**Problem**: Return all of the rows below verbatim, leaving out the pictures.

Begin Data supplied

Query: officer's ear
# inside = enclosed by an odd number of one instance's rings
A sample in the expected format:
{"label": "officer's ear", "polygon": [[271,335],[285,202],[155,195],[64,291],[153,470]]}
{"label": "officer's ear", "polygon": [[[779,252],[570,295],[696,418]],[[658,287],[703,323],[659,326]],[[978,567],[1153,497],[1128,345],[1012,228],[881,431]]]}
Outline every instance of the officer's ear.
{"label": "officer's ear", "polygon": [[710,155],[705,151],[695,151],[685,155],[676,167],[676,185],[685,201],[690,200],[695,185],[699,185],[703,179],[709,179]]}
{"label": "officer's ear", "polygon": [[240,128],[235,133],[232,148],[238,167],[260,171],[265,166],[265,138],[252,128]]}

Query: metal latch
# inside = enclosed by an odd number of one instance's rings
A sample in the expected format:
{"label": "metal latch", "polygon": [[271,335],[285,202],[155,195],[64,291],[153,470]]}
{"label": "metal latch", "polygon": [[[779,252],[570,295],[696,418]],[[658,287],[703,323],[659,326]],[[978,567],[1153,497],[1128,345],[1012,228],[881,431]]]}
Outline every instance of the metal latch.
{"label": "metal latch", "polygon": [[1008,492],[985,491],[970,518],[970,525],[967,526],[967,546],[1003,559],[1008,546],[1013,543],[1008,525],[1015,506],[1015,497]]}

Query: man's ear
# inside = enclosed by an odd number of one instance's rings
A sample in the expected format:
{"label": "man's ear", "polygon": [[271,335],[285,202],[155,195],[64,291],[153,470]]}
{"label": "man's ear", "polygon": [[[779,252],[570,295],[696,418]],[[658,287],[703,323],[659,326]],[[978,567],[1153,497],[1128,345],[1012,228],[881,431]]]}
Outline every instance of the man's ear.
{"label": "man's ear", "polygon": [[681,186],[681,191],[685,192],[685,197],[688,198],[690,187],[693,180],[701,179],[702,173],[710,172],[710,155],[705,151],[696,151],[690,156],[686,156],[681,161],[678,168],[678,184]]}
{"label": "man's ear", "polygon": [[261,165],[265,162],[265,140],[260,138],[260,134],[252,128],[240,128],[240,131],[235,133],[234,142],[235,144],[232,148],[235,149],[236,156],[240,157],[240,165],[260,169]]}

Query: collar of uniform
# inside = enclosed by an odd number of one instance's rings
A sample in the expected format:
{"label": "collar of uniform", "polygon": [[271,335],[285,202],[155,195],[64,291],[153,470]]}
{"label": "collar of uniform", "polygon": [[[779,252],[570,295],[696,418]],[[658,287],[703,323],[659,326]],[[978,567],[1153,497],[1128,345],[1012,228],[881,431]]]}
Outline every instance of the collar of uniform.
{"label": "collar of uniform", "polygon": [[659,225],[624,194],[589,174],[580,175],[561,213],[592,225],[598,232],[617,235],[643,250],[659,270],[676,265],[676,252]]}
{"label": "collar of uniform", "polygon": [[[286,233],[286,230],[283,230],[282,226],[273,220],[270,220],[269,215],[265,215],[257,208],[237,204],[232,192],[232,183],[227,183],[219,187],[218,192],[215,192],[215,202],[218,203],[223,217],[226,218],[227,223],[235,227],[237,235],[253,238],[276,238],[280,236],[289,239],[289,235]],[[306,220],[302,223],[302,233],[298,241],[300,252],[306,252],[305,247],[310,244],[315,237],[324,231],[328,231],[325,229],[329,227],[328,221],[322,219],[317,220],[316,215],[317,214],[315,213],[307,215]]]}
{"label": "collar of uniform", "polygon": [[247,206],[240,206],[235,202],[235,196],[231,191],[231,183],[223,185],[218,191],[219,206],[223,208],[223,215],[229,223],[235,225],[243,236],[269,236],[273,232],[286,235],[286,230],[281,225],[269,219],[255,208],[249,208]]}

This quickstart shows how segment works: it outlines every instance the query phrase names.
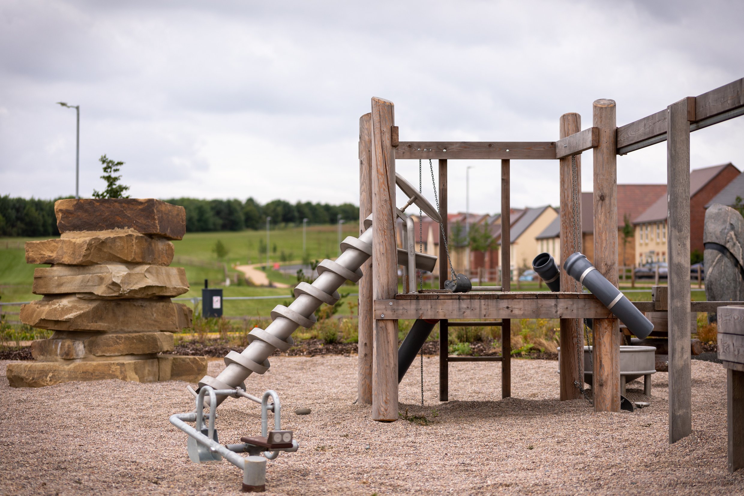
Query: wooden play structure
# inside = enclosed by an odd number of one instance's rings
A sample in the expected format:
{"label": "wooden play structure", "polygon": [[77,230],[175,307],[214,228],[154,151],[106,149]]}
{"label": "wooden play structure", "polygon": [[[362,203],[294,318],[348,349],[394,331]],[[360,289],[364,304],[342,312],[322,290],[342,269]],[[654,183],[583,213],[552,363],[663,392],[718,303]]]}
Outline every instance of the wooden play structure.
{"label": "wooden play structure", "polygon": [[[617,156],[667,141],[669,205],[668,295],[634,302],[641,312],[668,312],[669,439],[692,430],[690,408],[690,312],[715,311],[731,302],[691,302],[690,294],[690,133],[744,114],[744,79],[697,97],[688,97],[652,115],[618,127],[615,102],[594,102],[592,124],[582,130],[581,117],[564,114],[555,141],[401,141],[394,106],[372,99],[371,112],[359,124],[359,229],[373,214],[373,253],[362,267],[359,281],[359,401],[372,405],[373,418],[398,418],[398,319],[439,319],[440,399],[448,399],[450,361],[489,361],[501,364],[501,397],[511,396],[510,326],[513,318],[560,319],[560,399],[580,396],[583,376],[581,319],[593,318],[594,406],[596,411],[620,410],[620,345],[617,318],[592,294],[561,271],[562,292],[510,292],[510,251],[501,251],[501,291],[466,293],[397,294],[395,236],[396,159],[436,159],[439,164],[439,213],[446,232],[448,159],[498,160],[501,164],[501,239],[510,239],[510,181],[512,161],[558,161],[560,171],[561,260],[581,251],[581,153],[594,154],[594,265],[618,286]],[[405,130],[404,130],[405,135]],[[517,173],[519,169],[516,168]],[[578,236],[574,233],[578,233]],[[445,243],[440,243],[440,288],[448,279]],[[371,276],[371,277],[370,277]],[[663,297],[661,296],[663,294]],[[447,355],[449,319],[483,319],[500,325],[500,357]],[[459,323],[460,324],[464,323]],[[478,322],[475,325],[484,325]]]}

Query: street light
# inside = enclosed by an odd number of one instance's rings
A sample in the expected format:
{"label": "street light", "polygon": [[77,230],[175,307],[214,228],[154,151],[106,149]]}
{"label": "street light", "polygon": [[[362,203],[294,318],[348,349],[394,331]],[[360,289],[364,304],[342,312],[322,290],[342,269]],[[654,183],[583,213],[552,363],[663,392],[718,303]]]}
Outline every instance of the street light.
{"label": "street light", "polygon": [[266,217],[266,273],[269,273],[269,224],[271,222],[272,218],[270,216]]}
{"label": "street light", "polygon": [[304,257],[307,254],[307,250],[305,249],[305,241],[307,238],[305,236],[305,228],[307,227],[307,217],[302,219],[302,255]]}
{"label": "street light", "polygon": [[[470,243],[470,170],[475,165],[469,165],[465,167],[465,239],[467,243]],[[470,250],[468,250],[467,255],[467,276],[470,277]]]}
{"label": "street light", "polygon": [[75,198],[80,197],[80,106],[68,105],[65,102],[57,102],[68,109],[74,109],[77,114],[77,133],[75,136]]}
{"label": "street light", "polygon": [[341,218],[341,214],[339,214],[339,257],[341,257],[341,225],[344,223],[344,219]]}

End Data supplied

**Written response**:
Query: officer's ear
# inside = enclosed by an odd number of one instance's rings
A sample in the expected format:
{"label": "officer's ear", "polygon": [[271,335],[285,202],[155,195],[64,291],[153,470]]}
{"label": "officer's ear", "polygon": [[[779,252],[570,295],[696,418]],[[658,287],[703,323],[659,326]],[[978,567],[1153,497],[1128,345],[1012,228],[881,431]]]}
Outline every instance of the officer's ear.
{"label": "officer's ear", "polygon": [[710,155],[705,151],[695,151],[685,155],[676,167],[676,185],[685,201],[690,200],[695,185],[699,185],[703,179],[709,179]]}
{"label": "officer's ear", "polygon": [[240,128],[235,133],[232,148],[238,167],[260,171],[265,166],[265,138],[252,128]]}

Query: metal latch
# inside = enclosed by an odd number of one instance's rings
A sample in the expected format:
{"label": "metal latch", "polygon": [[271,335],[285,202],[155,195],[64,291],[153,470]]}
{"label": "metal latch", "polygon": [[[779,252],[570,295],[696,418]],[[658,287],[703,323],[659,326]],[[978,567],[1153,497],[1128,345],[1012,228],[881,431]]]}
Outline every instance of the metal latch.
{"label": "metal latch", "polygon": [[1008,492],[985,491],[970,518],[970,525],[967,526],[967,546],[1003,559],[1008,546],[1013,543],[1008,525],[1015,506],[1015,497]]}

Query: man's ear
# inside = enclosed by an odd number of one instance's rings
A sample in the expected format:
{"label": "man's ear", "polygon": [[271,335],[285,202],[155,195],[64,291],[153,470]]}
{"label": "man's ear", "polygon": [[[779,252],[570,295],[696,418]],[[658,287],[703,323],[659,326]],[[978,567],[1153,497],[1128,345],[1012,228],[881,431]]]}
Outline every instance of the man's ear.
{"label": "man's ear", "polygon": [[681,186],[681,191],[685,192],[685,197],[688,198],[690,187],[693,180],[701,179],[702,173],[710,172],[710,155],[705,151],[696,151],[690,156],[686,156],[681,161],[678,168],[678,184]]}
{"label": "man's ear", "polygon": [[261,165],[265,162],[265,140],[260,138],[260,134],[252,128],[240,128],[240,131],[235,133],[234,142],[235,144],[232,148],[235,149],[236,156],[240,157],[240,165],[260,169]]}

Query: collar of uniform
# inside = enclosed by an odd number of one instance's rings
A sample in the expected format:
{"label": "collar of uniform", "polygon": [[271,335],[285,202],[155,195],[64,291],[153,470]]}
{"label": "collar of uniform", "polygon": [[[779,252],[570,295],[696,418]],[[658,287],[703,323],[659,326]],[[978,567],[1153,497],[1128,345],[1012,228],[881,431]]]}
Outline every instance of the collar of uniform.
{"label": "collar of uniform", "polygon": [[659,225],[624,194],[589,174],[580,175],[561,213],[592,225],[598,232],[617,235],[643,250],[659,270],[676,265],[676,252]]}
{"label": "collar of uniform", "polygon": [[[286,233],[286,230],[283,230],[282,226],[273,220],[270,220],[269,215],[265,215],[257,208],[237,204],[232,192],[232,183],[227,183],[219,187],[218,192],[215,192],[215,202],[218,203],[223,217],[226,218],[227,223],[235,227],[237,235],[253,238],[276,238],[280,236],[289,239],[289,235]],[[306,220],[302,223],[302,233],[298,241],[300,252],[306,252],[305,247],[310,244],[315,237],[324,231],[328,231],[325,229],[329,227],[328,221],[322,219],[317,220],[316,215],[317,214],[315,213],[307,215]]]}
{"label": "collar of uniform", "polygon": [[247,206],[240,206],[235,202],[235,196],[231,191],[231,183],[223,185],[218,191],[219,206],[223,208],[223,215],[229,223],[235,225],[243,236],[269,236],[273,232],[286,235],[286,230],[281,225],[269,219],[255,208],[249,208]]}

This quickstart shows how segment works: it outlines every instance the query phrase names.
Query: wooden play structure
# inside = enclosed by an odd number of one instance's rings
A sample in the expected format:
{"label": "wooden play structure", "polygon": [[77,230],[175,307],[214,228],[154,151],[106,149]]}
{"label": "wooden play structure", "polygon": [[[362,203],[294,318],[348,349],[394,331]],[[360,289],[364,304],[342,312],[322,290],[342,269]],[[654,183],[583,213],[552,363],[663,392],[718,303]]]}
Outline every instance of the wooden play structure.
{"label": "wooden play structure", "polygon": [[[617,156],[667,141],[669,205],[668,295],[634,302],[641,312],[668,312],[669,439],[692,430],[690,408],[690,312],[715,311],[731,302],[691,302],[690,294],[690,133],[744,114],[744,79],[697,97],[688,97],[652,115],[618,127],[615,102],[594,102],[592,124],[582,130],[581,117],[564,114],[555,141],[401,141],[394,106],[372,99],[371,112],[359,124],[359,229],[373,214],[373,253],[362,267],[359,281],[359,401],[372,405],[373,418],[398,418],[398,319],[439,319],[440,399],[448,399],[450,361],[489,361],[501,364],[501,397],[511,396],[510,326],[513,318],[560,319],[560,399],[580,396],[583,376],[581,319],[593,318],[594,406],[596,411],[620,410],[620,345],[617,318],[592,294],[561,271],[562,292],[510,292],[510,251],[501,251],[501,291],[466,293],[397,294],[395,236],[396,159],[436,159],[439,164],[439,213],[446,232],[448,159],[498,160],[501,164],[501,239],[510,239],[510,181],[512,161],[558,161],[560,171],[561,260],[581,251],[581,153],[594,154],[594,265],[618,286]],[[405,130],[404,130],[405,135]],[[517,173],[519,169],[516,168]],[[578,236],[574,233],[578,233]],[[445,243],[440,243],[440,288],[448,279]],[[371,276],[371,277],[370,277]],[[663,297],[661,296],[663,294]],[[447,355],[449,319],[483,319],[500,325],[500,357]],[[459,323],[460,324],[464,323]],[[478,322],[475,325],[484,325]]]}

Query: street light
# inside = enclosed by an odd number of one instance's rings
A sample in the expected format:
{"label": "street light", "polygon": [[77,230],[175,307],[214,228],[154,151],[106,149]]}
{"label": "street light", "polygon": [[[362,203],[294,318],[348,349],[394,331]],[[360,289],[364,304],[342,312],[322,290],[342,269]],[[654,183],[583,213],[552,363],[663,392],[718,303]]]}
Outline every instance of the street light.
{"label": "street light", "polygon": [[266,217],[266,273],[269,273],[269,224],[271,222],[272,218],[270,216]]}
{"label": "street light", "polygon": [[304,257],[307,254],[307,250],[305,249],[305,241],[307,238],[305,236],[305,228],[307,227],[307,217],[302,219],[302,255]]}
{"label": "street light", "polygon": [[[470,243],[470,170],[475,165],[469,165],[465,167],[465,239],[467,243]],[[470,250],[468,250],[467,255],[467,276],[470,277]]]}
{"label": "street light", "polygon": [[75,198],[80,197],[80,106],[68,105],[65,102],[57,102],[68,109],[74,109],[77,114],[77,133],[75,136]]}
{"label": "street light", "polygon": [[341,218],[341,214],[339,214],[339,257],[341,257],[341,225],[344,223],[344,219]]}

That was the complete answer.